───── SUPPLIED RECORDS

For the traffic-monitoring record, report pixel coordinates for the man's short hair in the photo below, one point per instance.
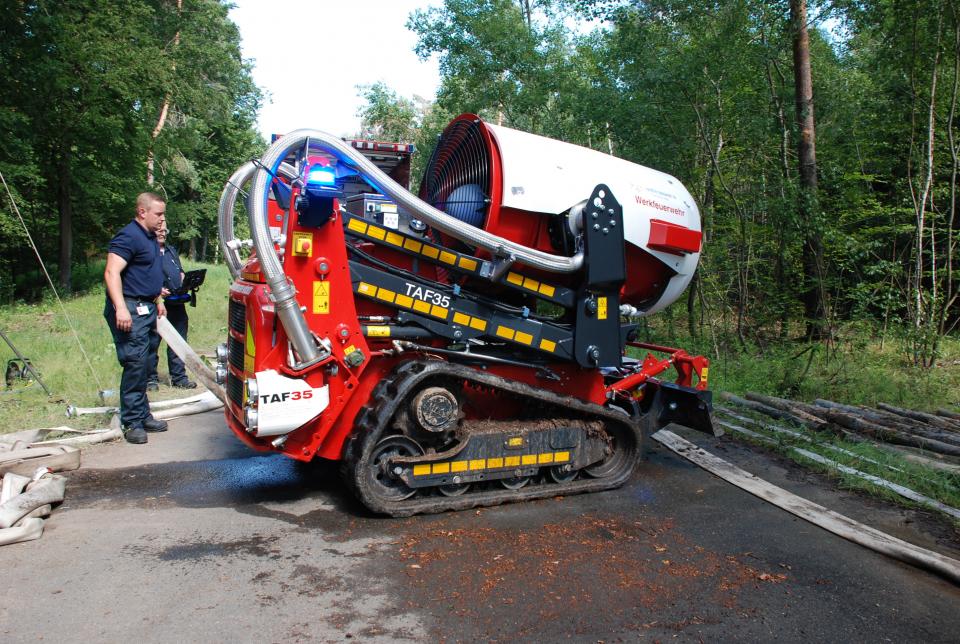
(146, 199)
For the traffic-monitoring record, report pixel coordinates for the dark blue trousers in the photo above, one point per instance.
(177, 316)
(133, 351)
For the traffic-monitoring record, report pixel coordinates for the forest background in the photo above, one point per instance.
(830, 219)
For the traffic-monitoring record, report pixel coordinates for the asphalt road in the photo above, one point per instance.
(195, 538)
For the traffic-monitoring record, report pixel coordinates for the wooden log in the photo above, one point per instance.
(946, 413)
(807, 421)
(817, 514)
(890, 435)
(894, 421)
(937, 421)
(802, 410)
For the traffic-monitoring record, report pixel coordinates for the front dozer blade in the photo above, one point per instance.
(685, 406)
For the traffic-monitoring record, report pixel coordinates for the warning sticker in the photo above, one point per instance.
(321, 298)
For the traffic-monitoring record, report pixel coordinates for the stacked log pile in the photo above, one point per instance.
(938, 434)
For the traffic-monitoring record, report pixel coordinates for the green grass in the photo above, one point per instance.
(42, 333)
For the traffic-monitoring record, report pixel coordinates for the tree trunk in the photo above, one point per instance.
(65, 210)
(813, 291)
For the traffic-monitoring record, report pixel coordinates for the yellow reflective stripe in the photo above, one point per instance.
(395, 239)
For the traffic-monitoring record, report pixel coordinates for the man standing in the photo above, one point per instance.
(176, 314)
(134, 279)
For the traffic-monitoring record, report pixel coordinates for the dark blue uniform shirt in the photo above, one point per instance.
(143, 275)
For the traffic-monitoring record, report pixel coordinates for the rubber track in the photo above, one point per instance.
(373, 420)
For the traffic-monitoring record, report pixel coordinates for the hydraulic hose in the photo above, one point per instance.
(225, 212)
(425, 212)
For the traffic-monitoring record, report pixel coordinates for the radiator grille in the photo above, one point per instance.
(238, 316)
(235, 353)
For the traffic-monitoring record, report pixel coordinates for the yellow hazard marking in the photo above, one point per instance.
(302, 244)
(395, 239)
(249, 344)
(523, 338)
(321, 298)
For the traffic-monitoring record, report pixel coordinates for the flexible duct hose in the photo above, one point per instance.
(225, 212)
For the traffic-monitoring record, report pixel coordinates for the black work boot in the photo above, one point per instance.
(135, 435)
(153, 425)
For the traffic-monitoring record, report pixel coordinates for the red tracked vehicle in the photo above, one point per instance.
(467, 347)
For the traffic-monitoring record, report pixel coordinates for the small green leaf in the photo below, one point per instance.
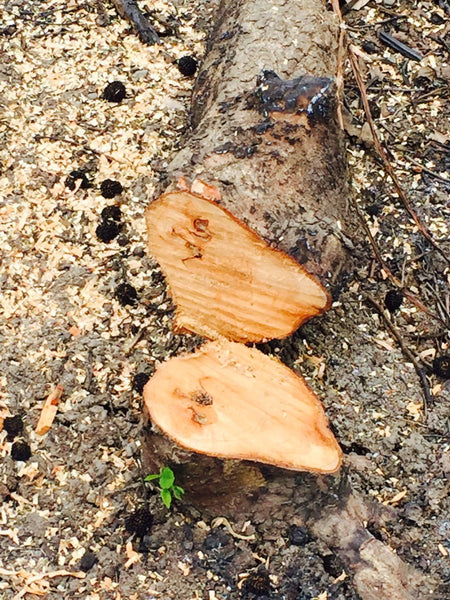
(177, 492)
(166, 497)
(167, 478)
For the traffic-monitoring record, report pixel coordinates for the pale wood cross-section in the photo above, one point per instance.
(224, 279)
(231, 401)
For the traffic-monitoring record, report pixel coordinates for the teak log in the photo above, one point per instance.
(266, 149)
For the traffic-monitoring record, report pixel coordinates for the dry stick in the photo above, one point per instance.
(382, 153)
(407, 293)
(407, 352)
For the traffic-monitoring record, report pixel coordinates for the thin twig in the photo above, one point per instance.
(407, 353)
(426, 170)
(340, 65)
(382, 153)
(407, 293)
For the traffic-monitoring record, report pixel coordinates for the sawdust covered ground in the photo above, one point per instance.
(63, 318)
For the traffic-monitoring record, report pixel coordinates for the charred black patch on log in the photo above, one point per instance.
(238, 151)
(313, 96)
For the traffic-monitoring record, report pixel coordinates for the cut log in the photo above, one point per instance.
(230, 401)
(224, 280)
(265, 141)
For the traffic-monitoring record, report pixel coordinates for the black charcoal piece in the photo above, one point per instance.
(111, 188)
(393, 300)
(139, 522)
(114, 92)
(298, 536)
(74, 176)
(13, 426)
(258, 582)
(187, 65)
(107, 231)
(126, 294)
(139, 380)
(441, 367)
(20, 450)
(87, 561)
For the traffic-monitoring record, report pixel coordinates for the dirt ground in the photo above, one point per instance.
(64, 319)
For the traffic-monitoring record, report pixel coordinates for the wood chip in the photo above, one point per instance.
(49, 410)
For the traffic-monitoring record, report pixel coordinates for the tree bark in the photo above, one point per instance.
(274, 156)
(283, 175)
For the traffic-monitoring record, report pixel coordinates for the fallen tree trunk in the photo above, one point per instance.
(266, 149)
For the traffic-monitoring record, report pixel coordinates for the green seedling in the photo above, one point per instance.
(167, 487)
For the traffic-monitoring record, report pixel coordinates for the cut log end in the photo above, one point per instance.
(231, 401)
(224, 279)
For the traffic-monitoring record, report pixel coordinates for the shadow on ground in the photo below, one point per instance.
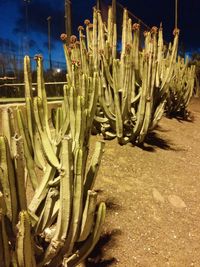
(97, 257)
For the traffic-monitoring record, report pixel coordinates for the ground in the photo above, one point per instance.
(153, 198)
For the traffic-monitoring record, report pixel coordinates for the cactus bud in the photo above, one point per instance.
(73, 39)
(63, 37)
(176, 31)
(90, 26)
(154, 29)
(37, 56)
(128, 48)
(136, 27)
(86, 21)
(80, 28)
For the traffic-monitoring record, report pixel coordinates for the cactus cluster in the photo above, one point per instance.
(181, 89)
(62, 223)
(136, 82)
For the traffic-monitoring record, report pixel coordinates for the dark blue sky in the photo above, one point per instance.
(152, 12)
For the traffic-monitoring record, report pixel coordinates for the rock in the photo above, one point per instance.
(176, 201)
(157, 196)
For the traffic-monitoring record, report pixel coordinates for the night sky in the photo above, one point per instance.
(22, 34)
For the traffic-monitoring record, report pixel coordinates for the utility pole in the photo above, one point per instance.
(68, 19)
(114, 4)
(26, 45)
(176, 14)
(49, 41)
(98, 5)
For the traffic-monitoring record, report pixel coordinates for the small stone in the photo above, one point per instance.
(176, 201)
(157, 196)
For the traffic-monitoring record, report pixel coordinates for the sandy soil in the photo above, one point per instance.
(153, 198)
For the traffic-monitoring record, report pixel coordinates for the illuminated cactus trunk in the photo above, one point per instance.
(64, 210)
(133, 87)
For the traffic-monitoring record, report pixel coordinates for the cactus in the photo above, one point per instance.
(63, 212)
(133, 87)
(180, 89)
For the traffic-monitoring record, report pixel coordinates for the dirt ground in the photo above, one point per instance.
(153, 198)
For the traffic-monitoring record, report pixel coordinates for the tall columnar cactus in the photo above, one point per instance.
(181, 89)
(62, 222)
(133, 87)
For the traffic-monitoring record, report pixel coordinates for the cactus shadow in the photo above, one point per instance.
(153, 141)
(111, 205)
(97, 257)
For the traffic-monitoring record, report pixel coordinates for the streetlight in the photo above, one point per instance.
(68, 19)
(176, 14)
(49, 41)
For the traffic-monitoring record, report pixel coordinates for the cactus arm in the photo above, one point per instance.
(28, 156)
(4, 242)
(94, 167)
(77, 201)
(119, 122)
(20, 174)
(114, 44)
(24, 248)
(64, 213)
(90, 243)
(46, 214)
(42, 95)
(49, 151)
(94, 41)
(42, 189)
(7, 180)
(88, 215)
(38, 153)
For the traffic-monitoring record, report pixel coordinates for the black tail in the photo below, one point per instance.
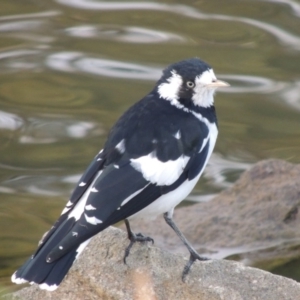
(49, 275)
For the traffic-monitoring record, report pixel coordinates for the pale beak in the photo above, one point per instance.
(218, 83)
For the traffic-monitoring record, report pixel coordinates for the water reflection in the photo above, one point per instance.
(291, 95)
(75, 61)
(295, 6)
(286, 38)
(123, 34)
(10, 121)
(49, 130)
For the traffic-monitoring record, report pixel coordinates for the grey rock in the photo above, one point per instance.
(152, 273)
(259, 214)
(256, 220)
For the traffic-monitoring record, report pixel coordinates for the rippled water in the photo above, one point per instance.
(69, 68)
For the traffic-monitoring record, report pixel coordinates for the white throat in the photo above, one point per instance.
(204, 95)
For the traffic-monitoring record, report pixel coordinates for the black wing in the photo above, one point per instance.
(147, 129)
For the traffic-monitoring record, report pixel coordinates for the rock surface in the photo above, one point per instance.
(257, 218)
(260, 212)
(153, 274)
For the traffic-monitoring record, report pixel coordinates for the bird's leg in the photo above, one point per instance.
(134, 238)
(193, 253)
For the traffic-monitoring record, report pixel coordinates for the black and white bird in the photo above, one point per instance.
(152, 159)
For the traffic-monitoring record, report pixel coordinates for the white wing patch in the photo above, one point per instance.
(92, 220)
(90, 207)
(121, 146)
(177, 135)
(158, 172)
(78, 210)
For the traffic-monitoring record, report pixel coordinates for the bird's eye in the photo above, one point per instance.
(190, 84)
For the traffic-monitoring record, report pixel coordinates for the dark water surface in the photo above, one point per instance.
(69, 68)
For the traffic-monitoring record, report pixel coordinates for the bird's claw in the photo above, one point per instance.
(193, 257)
(139, 237)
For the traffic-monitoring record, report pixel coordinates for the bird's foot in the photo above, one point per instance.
(193, 257)
(133, 239)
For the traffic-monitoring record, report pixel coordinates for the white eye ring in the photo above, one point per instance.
(190, 84)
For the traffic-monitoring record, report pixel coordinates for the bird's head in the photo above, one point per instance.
(190, 80)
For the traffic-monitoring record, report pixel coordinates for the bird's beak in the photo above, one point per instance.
(218, 83)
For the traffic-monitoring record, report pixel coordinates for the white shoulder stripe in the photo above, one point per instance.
(92, 220)
(158, 172)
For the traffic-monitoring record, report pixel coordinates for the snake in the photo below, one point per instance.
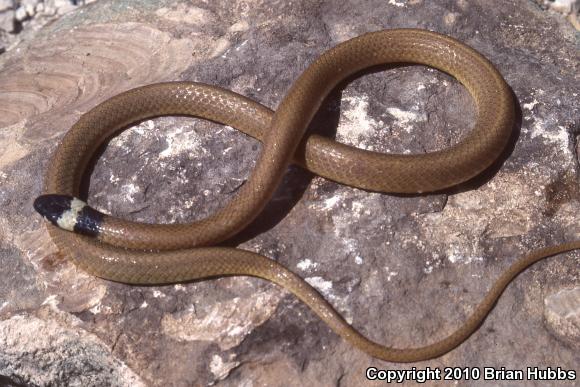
(140, 253)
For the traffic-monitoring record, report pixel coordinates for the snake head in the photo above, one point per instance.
(69, 213)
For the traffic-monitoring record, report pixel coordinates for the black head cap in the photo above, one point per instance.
(51, 207)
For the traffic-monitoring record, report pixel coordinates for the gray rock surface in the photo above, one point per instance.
(404, 270)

──────────

### YOUR GOAL
Write out word for word every line from the line with "the snake in" through the final line of the records, both included, skipping the pictures.

### CORRECT OUTPUT
For the traffic-monitoring record, report pixel coordinates for the snake in the photo below, one point per instance.
(140, 253)
For the traffic-monitoring record, report pixel coordinates for the snake head in the photo above, one point per instance.
(69, 213)
For the traffic-monitoring record, report pixel coordinates for the black head cap in the photo above, one point per instance.
(51, 207)
For the traffic-monitoring record, report pixel coordinates for the gray rock surface in the photo above, one point per instance.
(404, 270)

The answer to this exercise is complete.